Can you set out all of the rows below as a JSON list of strings, with one string per line and no blank lines?
------ Materials provided
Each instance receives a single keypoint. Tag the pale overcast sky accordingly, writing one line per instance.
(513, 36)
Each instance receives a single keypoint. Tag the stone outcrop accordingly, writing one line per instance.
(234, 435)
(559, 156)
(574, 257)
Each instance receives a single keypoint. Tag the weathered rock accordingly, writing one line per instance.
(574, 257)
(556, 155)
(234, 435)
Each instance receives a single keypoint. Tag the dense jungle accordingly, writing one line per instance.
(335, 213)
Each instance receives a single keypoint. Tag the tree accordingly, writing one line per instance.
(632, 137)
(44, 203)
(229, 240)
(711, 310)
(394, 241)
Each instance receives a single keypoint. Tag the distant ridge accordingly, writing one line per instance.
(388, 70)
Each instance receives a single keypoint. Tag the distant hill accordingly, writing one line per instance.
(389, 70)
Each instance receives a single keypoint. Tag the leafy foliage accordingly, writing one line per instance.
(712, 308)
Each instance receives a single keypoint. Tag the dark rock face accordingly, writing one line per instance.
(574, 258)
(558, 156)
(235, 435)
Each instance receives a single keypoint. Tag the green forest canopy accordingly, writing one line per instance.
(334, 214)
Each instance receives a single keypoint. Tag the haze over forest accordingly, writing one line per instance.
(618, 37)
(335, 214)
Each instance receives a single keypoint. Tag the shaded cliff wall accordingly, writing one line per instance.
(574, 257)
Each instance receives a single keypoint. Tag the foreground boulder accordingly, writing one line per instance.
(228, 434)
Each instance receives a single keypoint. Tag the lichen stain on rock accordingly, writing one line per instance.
------------
**Full response**
[
  "Each instance receives a single keypoint. Tag the pale overcast sky accordingly, writing one line per instance.",
  "(513, 36)",
  "Each instance receives a single keypoint. Tag the stone outcrop accordingly, writing one line per instance.",
  "(234, 435)",
  "(559, 156)",
  "(574, 257)",
  "Each instance receives a single keypoint. Tag the weathered rock accordingly, writing one line per instance.",
  "(574, 257)",
  "(556, 155)",
  "(234, 435)",
  "Each instance receives a single keypoint. Tag the dense jungle accordingly, writing one line per instance.",
  "(335, 213)",
  "Each instance receives a single keypoint. Tag the tree accordingly, writing one line per instance.",
  "(632, 137)",
  "(44, 203)",
  "(229, 240)",
  "(711, 310)",
  "(394, 241)",
  "Each instance receives a single keypoint. Tag the distant ridge accordingly, writing one line per instance.",
  "(388, 70)",
  "Each instance receives a single keypoint. Tag the distant hill accordingly, writing one line per instance.",
  "(389, 70)",
  "Each instance receives a single keypoint. Tag the leafy foliage accordingly, writing one line per instance.",
  "(712, 308)",
  "Each instance receives a single keypoint. Tag the dark rock face accordingly, writing one line per instance.",
  "(574, 258)",
  "(558, 156)",
  "(235, 435)",
  "Each instance receives a single keypoint. Tag the green forest canopy accordingly, writing one line per instance.",
  "(334, 214)",
  "Each instance receives a single keypoint. Tag the haze over forest accordingly, writing one line per instance.",
  "(618, 37)",
  "(335, 214)",
  "Each instance receives a single keypoint. Tag the shaded cliff wall accordingly, writing one line per instance.",
  "(574, 257)",
  "Each instance receives a single keypoint. Tag the foreground boulder accordingly, writing one line per instance.",
  "(228, 434)",
  "Each instance receives a single keypoint. Tag the lichen stain on rock accordingly, writing one line per instance."
]